= What the task requires =
Find each line in the items below that contains the word "canopy" and copy those lines out in full.

[Stored dataset items]
____
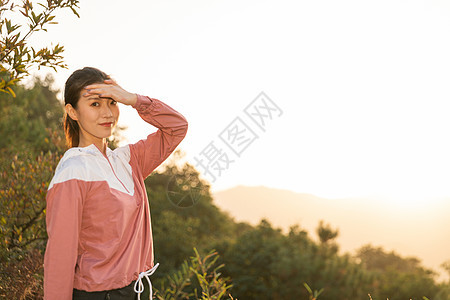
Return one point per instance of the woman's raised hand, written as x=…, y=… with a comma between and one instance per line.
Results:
x=110, y=89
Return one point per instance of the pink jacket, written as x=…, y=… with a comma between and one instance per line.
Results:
x=98, y=217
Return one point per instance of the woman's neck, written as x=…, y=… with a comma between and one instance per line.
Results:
x=99, y=143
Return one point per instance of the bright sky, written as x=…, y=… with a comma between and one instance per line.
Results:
x=363, y=85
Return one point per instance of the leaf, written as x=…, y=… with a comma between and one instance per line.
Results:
x=75, y=12
x=11, y=91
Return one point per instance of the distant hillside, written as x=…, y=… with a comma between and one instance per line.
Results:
x=423, y=233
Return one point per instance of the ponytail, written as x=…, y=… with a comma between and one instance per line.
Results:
x=72, y=131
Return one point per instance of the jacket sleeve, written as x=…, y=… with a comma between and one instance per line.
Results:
x=172, y=128
x=63, y=220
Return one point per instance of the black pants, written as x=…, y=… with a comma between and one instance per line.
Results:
x=125, y=293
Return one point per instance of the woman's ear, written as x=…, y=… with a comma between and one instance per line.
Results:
x=71, y=112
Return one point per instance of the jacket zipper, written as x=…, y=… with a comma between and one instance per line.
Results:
x=116, y=174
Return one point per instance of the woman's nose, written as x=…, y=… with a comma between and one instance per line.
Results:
x=106, y=112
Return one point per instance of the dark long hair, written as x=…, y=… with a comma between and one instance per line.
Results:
x=72, y=92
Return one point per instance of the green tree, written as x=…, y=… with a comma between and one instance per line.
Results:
x=397, y=277
x=17, y=23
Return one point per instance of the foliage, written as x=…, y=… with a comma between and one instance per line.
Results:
x=17, y=23
x=396, y=277
x=197, y=279
x=263, y=262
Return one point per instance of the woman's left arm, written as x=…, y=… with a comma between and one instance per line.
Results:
x=172, y=126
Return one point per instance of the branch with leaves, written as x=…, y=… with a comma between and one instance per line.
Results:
x=17, y=57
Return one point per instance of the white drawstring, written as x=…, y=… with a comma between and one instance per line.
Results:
x=140, y=285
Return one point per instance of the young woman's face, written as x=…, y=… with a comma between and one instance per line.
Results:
x=96, y=117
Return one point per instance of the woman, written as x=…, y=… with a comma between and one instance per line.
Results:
x=98, y=219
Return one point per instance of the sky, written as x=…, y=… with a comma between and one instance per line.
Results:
x=360, y=87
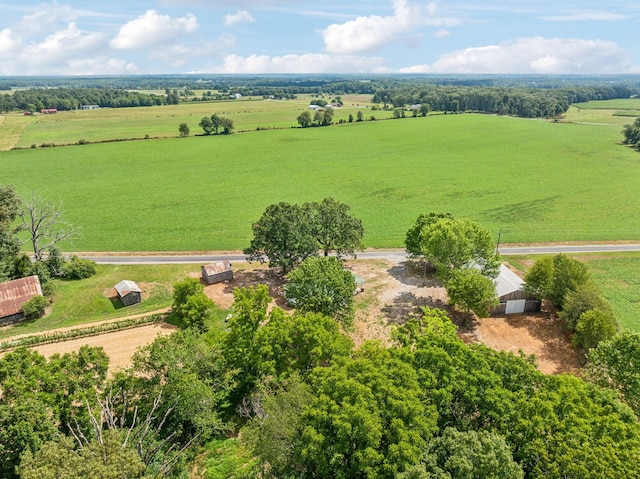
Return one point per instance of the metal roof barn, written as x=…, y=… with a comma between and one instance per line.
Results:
x=13, y=294
x=128, y=292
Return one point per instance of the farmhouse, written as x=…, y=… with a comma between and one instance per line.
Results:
x=128, y=292
x=217, y=272
x=510, y=291
x=13, y=294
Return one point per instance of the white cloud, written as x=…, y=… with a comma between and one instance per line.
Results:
x=306, y=63
x=534, y=55
x=100, y=66
x=589, y=16
x=365, y=34
x=62, y=46
x=9, y=42
x=241, y=16
x=152, y=29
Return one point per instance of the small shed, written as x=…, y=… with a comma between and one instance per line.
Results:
x=217, y=272
x=128, y=292
x=13, y=294
x=359, y=283
x=510, y=291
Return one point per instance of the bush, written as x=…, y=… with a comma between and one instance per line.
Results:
x=79, y=268
x=34, y=308
x=593, y=327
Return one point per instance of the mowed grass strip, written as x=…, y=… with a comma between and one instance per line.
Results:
x=91, y=299
x=106, y=124
x=619, y=280
x=534, y=180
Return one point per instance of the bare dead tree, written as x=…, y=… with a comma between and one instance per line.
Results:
x=45, y=224
x=143, y=434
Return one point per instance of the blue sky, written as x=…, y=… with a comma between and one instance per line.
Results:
x=73, y=37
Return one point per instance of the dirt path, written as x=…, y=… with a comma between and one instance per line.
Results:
x=119, y=345
x=85, y=325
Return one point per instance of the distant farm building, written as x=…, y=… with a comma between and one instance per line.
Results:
x=128, y=292
x=13, y=295
x=217, y=272
x=510, y=291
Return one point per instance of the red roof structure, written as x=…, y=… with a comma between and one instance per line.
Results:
x=13, y=294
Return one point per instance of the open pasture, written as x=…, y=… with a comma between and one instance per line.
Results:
x=534, y=180
x=248, y=114
x=615, y=112
x=93, y=299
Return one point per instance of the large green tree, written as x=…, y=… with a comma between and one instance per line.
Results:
x=471, y=455
x=322, y=285
x=615, y=364
x=335, y=229
x=552, y=277
x=282, y=236
x=472, y=291
x=451, y=244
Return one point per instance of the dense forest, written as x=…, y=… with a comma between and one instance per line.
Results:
x=526, y=96
x=306, y=404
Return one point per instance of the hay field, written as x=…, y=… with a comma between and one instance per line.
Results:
x=535, y=180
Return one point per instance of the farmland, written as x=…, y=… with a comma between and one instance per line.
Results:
x=535, y=180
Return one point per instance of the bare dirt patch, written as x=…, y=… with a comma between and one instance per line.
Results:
x=540, y=334
x=119, y=345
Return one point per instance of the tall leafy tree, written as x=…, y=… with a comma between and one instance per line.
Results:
x=451, y=244
x=323, y=285
x=552, y=277
x=282, y=236
x=614, y=364
x=472, y=291
x=334, y=227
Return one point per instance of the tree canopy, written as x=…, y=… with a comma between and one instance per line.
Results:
x=322, y=285
x=287, y=233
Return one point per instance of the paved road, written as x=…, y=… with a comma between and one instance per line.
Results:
x=391, y=255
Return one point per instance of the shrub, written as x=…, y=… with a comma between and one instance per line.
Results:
x=34, y=308
x=79, y=268
x=593, y=327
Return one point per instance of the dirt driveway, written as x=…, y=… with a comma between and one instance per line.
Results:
x=395, y=291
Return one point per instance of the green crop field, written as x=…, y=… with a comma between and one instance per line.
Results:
x=534, y=180
x=248, y=114
x=619, y=280
x=614, y=112
x=617, y=275
x=79, y=302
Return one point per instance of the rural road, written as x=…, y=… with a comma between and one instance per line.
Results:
x=391, y=255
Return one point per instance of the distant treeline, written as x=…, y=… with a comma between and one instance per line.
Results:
x=73, y=98
x=526, y=96
x=517, y=101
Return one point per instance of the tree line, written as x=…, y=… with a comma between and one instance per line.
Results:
x=306, y=403
x=73, y=98
x=516, y=101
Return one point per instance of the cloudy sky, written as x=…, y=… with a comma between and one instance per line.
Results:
x=75, y=37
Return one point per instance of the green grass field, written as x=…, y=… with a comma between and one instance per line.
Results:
x=84, y=301
x=617, y=275
x=535, y=180
x=69, y=127
x=614, y=112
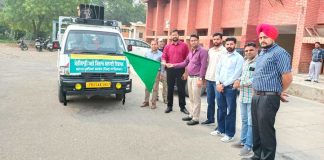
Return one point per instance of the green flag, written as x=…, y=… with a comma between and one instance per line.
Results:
x=145, y=68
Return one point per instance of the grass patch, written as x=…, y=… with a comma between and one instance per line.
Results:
x=7, y=41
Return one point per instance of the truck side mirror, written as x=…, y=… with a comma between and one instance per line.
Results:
x=56, y=45
x=129, y=48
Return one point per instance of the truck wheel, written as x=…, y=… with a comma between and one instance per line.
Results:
x=203, y=90
x=62, y=96
x=119, y=97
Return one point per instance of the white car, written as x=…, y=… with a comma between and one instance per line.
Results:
x=137, y=47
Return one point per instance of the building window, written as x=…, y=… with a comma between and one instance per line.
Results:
x=181, y=32
x=228, y=31
x=232, y=31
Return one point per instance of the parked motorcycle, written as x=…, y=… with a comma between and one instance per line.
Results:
x=38, y=44
x=48, y=45
x=22, y=45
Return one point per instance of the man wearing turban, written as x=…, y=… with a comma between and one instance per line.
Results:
x=271, y=78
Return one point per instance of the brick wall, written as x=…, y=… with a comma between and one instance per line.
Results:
x=320, y=14
x=278, y=14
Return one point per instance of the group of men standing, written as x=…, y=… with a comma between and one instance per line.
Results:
x=261, y=78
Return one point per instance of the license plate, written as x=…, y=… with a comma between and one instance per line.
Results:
x=103, y=84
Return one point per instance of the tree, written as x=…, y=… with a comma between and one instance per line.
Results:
x=36, y=15
x=124, y=10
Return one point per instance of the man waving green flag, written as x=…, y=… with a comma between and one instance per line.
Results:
x=145, y=68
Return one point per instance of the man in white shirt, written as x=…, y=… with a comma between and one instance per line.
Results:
x=214, y=54
x=228, y=70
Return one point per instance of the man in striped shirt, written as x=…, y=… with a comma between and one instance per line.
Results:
x=245, y=85
x=316, y=63
x=271, y=79
x=228, y=70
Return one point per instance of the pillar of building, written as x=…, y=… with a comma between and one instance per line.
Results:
x=149, y=18
x=173, y=16
x=215, y=16
x=159, y=18
x=306, y=17
x=191, y=17
x=250, y=21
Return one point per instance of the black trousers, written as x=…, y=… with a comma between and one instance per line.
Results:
x=264, y=110
x=173, y=76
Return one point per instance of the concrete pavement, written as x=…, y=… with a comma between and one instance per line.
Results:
x=34, y=125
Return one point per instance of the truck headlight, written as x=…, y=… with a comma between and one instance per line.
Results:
x=64, y=70
x=78, y=86
x=118, y=85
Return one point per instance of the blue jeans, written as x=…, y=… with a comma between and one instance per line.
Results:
x=226, y=110
x=211, y=89
x=246, y=132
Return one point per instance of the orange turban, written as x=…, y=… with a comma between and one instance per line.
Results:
x=269, y=30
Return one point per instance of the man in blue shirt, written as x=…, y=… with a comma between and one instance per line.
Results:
x=156, y=55
x=228, y=70
x=271, y=78
x=316, y=63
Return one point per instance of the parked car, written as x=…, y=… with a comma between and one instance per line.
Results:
x=137, y=46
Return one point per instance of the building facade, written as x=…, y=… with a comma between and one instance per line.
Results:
x=300, y=22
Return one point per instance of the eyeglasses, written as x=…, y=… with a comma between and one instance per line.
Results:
x=250, y=44
x=251, y=50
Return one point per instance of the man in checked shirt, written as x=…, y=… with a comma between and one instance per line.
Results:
x=245, y=85
x=316, y=63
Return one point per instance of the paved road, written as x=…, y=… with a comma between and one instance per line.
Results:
x=34, y=125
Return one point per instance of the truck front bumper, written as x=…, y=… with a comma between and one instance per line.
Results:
x=68, y=84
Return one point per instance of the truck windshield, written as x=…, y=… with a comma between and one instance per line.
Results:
x=94, y=42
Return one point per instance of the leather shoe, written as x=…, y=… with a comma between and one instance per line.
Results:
x=207, y=122
x=145, y=104
x=251, y=158
x=168, y=110
x=192, y=122
x=187, y=118
x=184, y=110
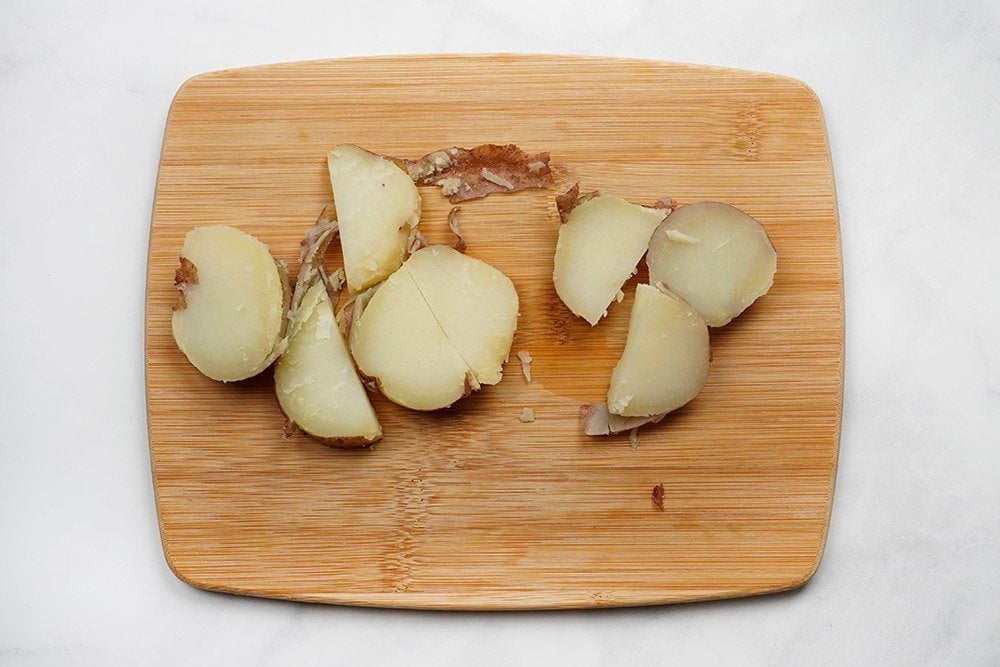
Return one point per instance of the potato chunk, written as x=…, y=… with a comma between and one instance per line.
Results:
x=317, y=386
x=315, y=381
x=475, y=304
x=397, y=341
x=665, y=361
x=377, y=205
x=230, y=321
x=715, y=257
x=598, y=249
x=436, y=330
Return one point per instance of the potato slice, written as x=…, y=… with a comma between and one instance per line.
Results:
x=436, y=330
x=600, y=245
x=315, y=381
x=665, y=361
x=715, y=257
x=471, y=173
x=377, y=205
x=475, y=304
x=230, y=320
x=397, y=341
x=317, y=386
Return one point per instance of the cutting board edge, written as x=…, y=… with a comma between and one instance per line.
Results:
x=573, y=601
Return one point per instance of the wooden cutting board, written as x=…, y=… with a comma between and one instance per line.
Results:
x=468, y=507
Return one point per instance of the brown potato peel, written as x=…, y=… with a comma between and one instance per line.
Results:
x=471, y=173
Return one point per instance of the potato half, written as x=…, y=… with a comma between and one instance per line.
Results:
x=436, y=330
x=230, y=320
x=315, y=381
x=715, y=257
x=665, y=361
x=377, y=205
x=599, y=246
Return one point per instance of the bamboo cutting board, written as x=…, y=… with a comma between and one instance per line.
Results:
x=468, y=507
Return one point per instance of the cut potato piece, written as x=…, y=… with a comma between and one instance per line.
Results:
x=377, y=205
x=598, y=249
x=475, y=304
x=436, y=330
x=665, y=361
x=315, y=381
x=397, y=341
x=230, y=321
x=715, y=257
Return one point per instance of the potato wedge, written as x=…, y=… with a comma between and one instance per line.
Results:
x=377, y=206
x=665, y=361
x=599, y=246
x=715, y=257
x=230, y=321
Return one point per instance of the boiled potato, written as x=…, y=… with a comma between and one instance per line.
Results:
x=715, y=257
x=598, y=249
x=315, y=381
x=377, y=205
x=665, y=361
x=437, y=329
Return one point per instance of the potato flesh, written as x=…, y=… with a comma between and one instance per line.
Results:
x=475, y=304
x=377, y=204
x=439, y=327
x=599, y=247
x=233, y=316
x=315, y=380
x=397, y=341
x=665, y=361
x=715, y=257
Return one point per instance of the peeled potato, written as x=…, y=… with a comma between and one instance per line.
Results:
x=230, y=321
x=665, y=361
x=315, y=381
x=715, y=257
x=600, y=245
x=436, y=330
x=397, y=342
x=377, y=205
x=475, y=304
x=317, y=386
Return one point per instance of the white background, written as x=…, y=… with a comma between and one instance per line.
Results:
x=911, y=93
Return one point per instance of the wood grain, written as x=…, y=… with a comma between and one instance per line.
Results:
x=469, y=508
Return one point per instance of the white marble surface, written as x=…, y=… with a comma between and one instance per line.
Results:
x=911, y=93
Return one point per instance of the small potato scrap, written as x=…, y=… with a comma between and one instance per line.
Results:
x=471, y=173
x=715, y=257
x=230, y=320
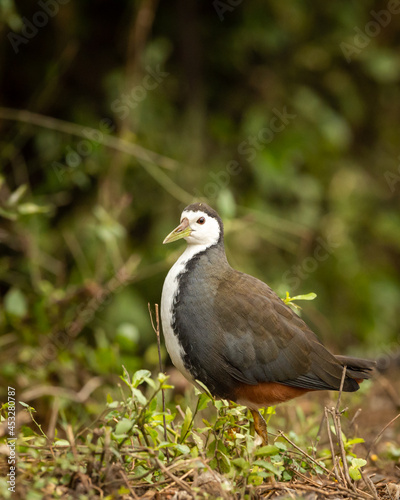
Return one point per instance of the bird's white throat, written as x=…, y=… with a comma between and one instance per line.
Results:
x=169, y=292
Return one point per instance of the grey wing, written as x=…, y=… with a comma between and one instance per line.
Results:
x=265, y=341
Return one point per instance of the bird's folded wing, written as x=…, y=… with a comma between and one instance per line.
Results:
x=263, y=340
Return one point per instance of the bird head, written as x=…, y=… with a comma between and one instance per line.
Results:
x=200, y=225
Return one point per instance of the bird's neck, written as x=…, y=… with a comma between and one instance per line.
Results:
x=215, y=254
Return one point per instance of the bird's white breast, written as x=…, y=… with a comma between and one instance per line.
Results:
x=169, y=292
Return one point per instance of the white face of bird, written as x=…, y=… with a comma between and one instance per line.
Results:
x=197, y=228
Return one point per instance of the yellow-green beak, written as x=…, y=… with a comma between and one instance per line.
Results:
x=182, y=231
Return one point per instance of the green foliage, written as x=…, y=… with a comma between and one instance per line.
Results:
x=133, y=439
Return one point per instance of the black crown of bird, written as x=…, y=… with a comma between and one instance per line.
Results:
x=234, y=334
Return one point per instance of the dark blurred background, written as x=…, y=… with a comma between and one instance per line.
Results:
x=284, y=116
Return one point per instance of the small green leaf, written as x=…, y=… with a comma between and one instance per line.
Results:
x=123, y=426
x=358, y=462
x=266, y=451
x=186, y=423
x=17, y=195
x=354, y=470
x=204, y=399
x=137, y=394
x=307, y=296
x=355, y=474
x=241, y=463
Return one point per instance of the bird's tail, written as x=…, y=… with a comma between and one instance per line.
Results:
x=357, y=368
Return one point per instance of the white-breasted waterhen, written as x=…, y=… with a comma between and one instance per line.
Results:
x=234, y=334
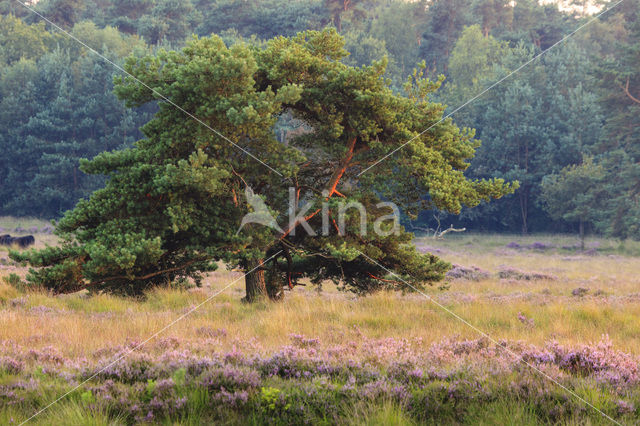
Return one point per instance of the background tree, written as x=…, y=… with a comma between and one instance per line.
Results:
x=171, y=205
x=574, y=194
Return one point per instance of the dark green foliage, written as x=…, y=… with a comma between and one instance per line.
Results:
x=58, y=107
x=586, y=112
x=171, y=205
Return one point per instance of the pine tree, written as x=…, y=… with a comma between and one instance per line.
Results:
x=172, y=204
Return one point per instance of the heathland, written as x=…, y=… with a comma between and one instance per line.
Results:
x=561, y=345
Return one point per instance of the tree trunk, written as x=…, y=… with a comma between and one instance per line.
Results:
x=524, y=211
x=255, y=283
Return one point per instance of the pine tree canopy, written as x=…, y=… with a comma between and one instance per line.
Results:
x=173, y=203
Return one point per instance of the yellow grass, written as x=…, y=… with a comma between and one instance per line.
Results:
x=79, y=325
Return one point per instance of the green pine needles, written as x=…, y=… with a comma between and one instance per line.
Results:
x=173, y=203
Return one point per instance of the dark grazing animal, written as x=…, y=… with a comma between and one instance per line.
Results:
x=22, y=242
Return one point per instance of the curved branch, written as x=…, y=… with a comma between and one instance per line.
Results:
x=626, y=91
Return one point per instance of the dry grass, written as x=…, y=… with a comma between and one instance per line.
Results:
x=79, y=325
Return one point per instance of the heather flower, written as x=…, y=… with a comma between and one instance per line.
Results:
x=526, y=321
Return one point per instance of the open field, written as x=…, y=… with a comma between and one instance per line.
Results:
x=335, y=358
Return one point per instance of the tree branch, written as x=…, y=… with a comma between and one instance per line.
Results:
x=626, y=91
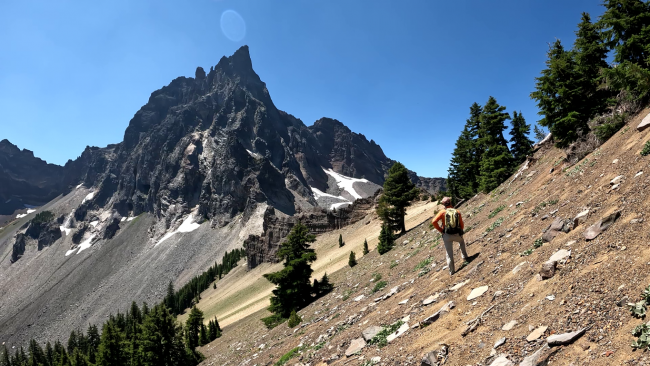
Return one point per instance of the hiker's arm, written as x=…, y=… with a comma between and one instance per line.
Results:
x=435, y=220
x=460, y=219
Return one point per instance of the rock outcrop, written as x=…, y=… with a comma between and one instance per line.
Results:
x=262, y=248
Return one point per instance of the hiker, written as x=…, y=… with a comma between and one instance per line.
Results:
x=451, y=230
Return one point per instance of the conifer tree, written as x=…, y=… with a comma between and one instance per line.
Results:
x=626, y=29
x=398, y=193
x=193, y=328
x=4, y=358
x=161, y=339
x=323, y=287
x=110, y=350
x=294, y=319
x=496, y=162
x=293, y=285
x=49, y=354
x=464, y=166
x=558, y=94
x=203, y=336
x=591, y=61
x=520, y=145
x=352, y=261
x=540, y=134
x=386, y=240
x=78, y=358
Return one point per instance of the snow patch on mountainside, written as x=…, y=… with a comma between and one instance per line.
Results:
x=345, y=183
x=187, y=226
x=20, y=216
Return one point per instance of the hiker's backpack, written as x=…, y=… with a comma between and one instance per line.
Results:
x=452, y=222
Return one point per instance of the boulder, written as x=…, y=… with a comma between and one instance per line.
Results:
x=502, y=361
x=401, y=330
x=540, y=357
x=431, y=299
x=444, y=310
x=580, y=218
x=566, y=338
x=536, y=333
x=511, y=324
x=355, y=346
x=370, y=332
x=596, y=229
x=548, y=269
x=559, y=255
x=644, y=124
x=477, y=292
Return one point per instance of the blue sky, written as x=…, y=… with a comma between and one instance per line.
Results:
x=404, y=73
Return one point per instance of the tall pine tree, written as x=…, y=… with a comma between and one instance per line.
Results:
x=520, y=145
x=496, y=162
x=398, y=193
x=626, y=29
x=590, y=62
x=558, y=94
x=293, y=283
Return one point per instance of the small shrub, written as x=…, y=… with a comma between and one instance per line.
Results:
x=273, y=321
x=380, y=340
x=424, y=263
x=494, y=225
x=605, y=131
x=638, y=309
x=424, y=271
x=386, y=240
x=379, y=286
x=287, y=356
x=642, y=332
x=346, y=294
x=496, y=211
x=294, y=319
x=646, y=149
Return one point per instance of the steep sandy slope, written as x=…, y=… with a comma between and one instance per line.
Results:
x=49, y=292
x=589, y=289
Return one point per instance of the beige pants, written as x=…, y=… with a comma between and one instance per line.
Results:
x=449, y=240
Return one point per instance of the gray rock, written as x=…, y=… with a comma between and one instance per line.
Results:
x=444, y=310
x=540, y=357
x=502, y=361
x=355, y=346
x=536, y=333
x=511, y=324
x=548, y=269
x=370, y=332
x=596, y=229
x=580, y=218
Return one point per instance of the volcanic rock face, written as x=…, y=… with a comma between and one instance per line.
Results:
x=26, y=179
x=217, y=142
x=263, y=248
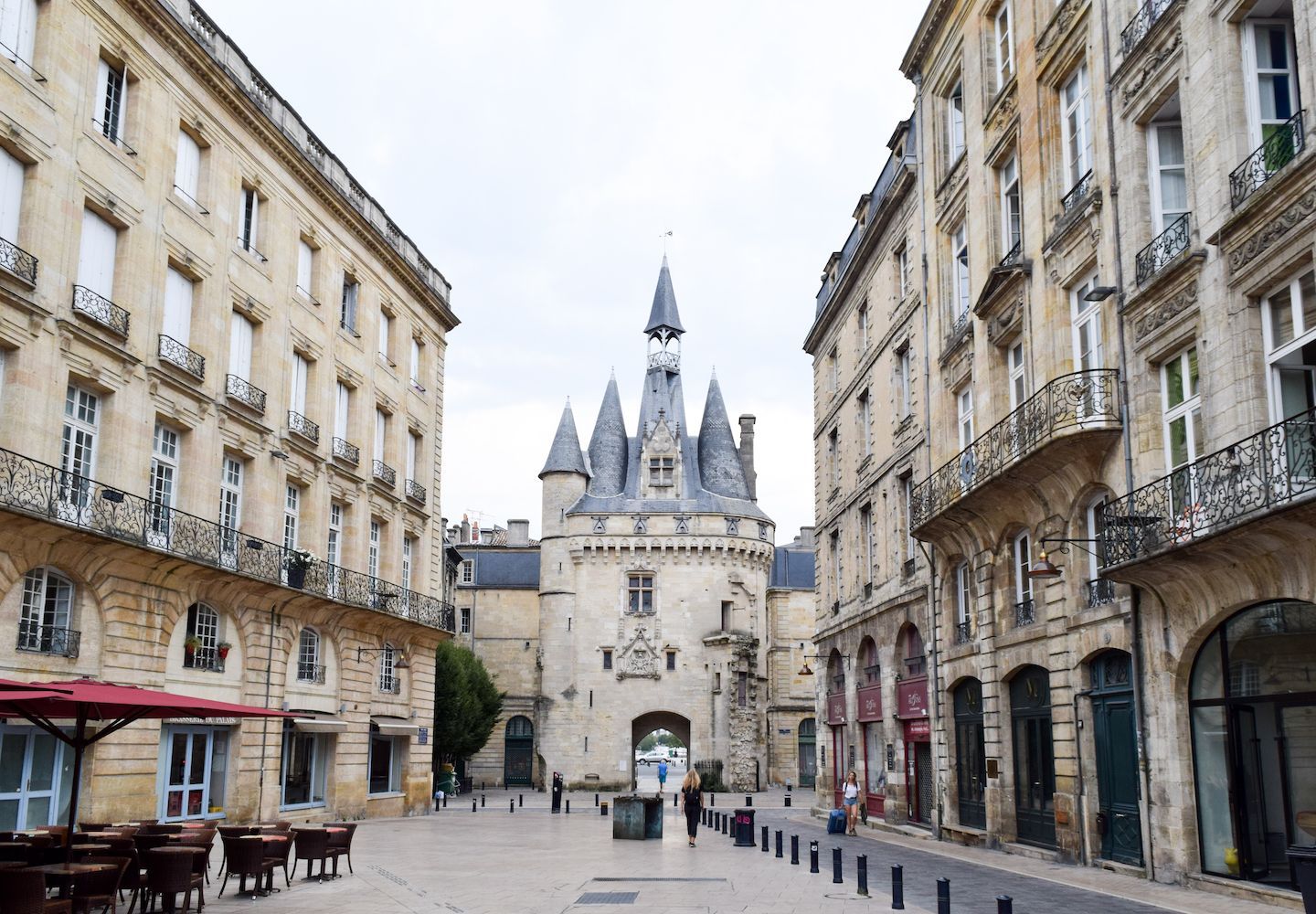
____
= Answer to this problem =
Return one point per instance of the tree canopy, written as x=…, y=… with a comma between and one instance per line.
Return one point per instance of the pine tree canopy, written as x=…, y=… with a comma between and one instance per line.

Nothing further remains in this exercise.